#### Stated goal
Without the pictures, can you quote each line below exactly?

----- Supplied data

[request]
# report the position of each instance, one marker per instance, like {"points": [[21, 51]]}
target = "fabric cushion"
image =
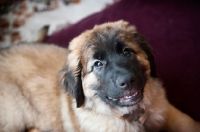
{"points": [[172, 29]]}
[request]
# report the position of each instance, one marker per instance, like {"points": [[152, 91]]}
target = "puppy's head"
{"points": [[111, 62]]}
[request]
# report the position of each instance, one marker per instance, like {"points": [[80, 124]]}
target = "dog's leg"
{"points": [[177, 121]]}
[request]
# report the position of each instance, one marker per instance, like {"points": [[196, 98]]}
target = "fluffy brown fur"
{"points": [[48, 88]]}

----------

#### The response
[request]
# report the position of each instance, one marker per instance, like {"points": [[21, 51]]}
target = "fabric cushion"
image =
{"points": [[172, 29]]}
[request]
# report the position of each instance, one marker per instance, like {"points": [[152, 91]]}
target = "puppy's head"
{"points": [[111, 62]]}
[request]
# report the position of each instance, one marker per instance, like {"points": [[80, 124]]}
target = "dog's leg"
{"points": [[177, 121]]}
[request]
# report the position of each instance, one marker per instance, like {"points": [[196, 98]]}
target = "fluffy brown fur"
{"points": [[48, 88]]}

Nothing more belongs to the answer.